Position annotation rows:
## Start

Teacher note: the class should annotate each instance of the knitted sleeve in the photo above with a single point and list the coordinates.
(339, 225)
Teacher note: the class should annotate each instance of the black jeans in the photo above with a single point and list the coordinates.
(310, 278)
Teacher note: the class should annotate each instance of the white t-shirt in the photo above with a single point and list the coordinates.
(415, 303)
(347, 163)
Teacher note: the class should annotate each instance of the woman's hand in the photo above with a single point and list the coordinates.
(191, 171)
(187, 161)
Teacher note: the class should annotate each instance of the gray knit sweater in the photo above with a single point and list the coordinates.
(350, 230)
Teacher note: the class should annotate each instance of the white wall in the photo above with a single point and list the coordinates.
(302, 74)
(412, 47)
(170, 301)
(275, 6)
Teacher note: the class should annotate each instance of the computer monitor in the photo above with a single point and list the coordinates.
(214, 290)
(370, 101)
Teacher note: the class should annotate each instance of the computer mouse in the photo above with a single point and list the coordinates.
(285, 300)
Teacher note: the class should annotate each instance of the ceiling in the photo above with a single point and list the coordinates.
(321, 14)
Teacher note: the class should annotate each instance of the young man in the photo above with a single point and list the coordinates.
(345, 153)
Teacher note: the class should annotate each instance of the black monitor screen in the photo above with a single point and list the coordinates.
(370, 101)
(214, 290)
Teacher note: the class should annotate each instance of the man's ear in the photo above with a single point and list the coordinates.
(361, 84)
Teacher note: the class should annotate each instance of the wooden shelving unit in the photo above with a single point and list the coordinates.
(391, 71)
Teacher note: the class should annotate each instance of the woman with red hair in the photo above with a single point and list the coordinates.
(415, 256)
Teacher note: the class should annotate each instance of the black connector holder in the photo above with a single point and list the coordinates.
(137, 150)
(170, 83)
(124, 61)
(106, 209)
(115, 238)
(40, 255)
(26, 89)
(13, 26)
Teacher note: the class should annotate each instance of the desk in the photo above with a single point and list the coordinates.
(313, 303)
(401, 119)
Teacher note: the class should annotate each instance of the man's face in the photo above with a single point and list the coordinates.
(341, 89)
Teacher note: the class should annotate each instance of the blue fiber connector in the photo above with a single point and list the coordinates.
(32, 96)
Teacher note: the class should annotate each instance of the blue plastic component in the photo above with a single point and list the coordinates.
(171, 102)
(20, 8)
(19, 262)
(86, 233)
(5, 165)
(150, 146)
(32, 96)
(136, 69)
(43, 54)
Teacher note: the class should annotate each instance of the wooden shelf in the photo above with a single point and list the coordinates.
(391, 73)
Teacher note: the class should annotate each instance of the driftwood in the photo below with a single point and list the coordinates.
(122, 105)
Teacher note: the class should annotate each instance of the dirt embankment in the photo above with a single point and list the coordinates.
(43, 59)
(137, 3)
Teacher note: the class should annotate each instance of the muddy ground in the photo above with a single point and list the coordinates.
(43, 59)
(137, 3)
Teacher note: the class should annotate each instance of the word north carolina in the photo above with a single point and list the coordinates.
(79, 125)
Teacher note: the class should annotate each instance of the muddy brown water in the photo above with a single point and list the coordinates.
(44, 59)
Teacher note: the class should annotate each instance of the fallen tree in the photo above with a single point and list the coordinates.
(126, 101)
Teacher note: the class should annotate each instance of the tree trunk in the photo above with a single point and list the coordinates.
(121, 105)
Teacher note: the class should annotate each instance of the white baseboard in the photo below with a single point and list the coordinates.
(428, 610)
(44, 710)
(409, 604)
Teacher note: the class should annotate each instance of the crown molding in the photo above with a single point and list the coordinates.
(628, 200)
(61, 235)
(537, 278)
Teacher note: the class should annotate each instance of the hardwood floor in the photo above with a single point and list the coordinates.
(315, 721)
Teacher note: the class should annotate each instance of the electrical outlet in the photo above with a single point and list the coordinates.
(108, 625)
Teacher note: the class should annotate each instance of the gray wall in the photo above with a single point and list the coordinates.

## End

_Requirements_: Render the lines from the one containing "the white baseboard" through the end of the rows, both included, as a Markdown table with the columns Number and Line text. Leave out blank lines.

_Finished answer_:
| Number | Line text |
|---|---|
| 1 | Teacher note: the class should annotate each instance of the white baseboard in the photo below with a single point and list the coordinates. |
| 2 | (428, 610) |
| 3 | (44, 710) |
| 4 | (409, 604) |
| 5 | Teacher note: the class should annotate each instance of the crown molding in the photo above with a single point and list the coordinates. |
| 6 | (628, 200) |
| 7 | (61, 235) |
| 8 | (537, 278) |
| 9 | Teacher note: the class should annotate each instance of the hardwood floor in the photo above with a single point and list the coordinates. |
| 10 | (315, 721) |
| 11 | Teacher note: the class should annotate each instance of the electrical outlet in the photo above with a single point and list the coordinates. |
| 12 | (108, 625) |
| 13 | Teacher note: the class should annotate each instance of the gray wall in the photo above with a single point and list the coordinates. |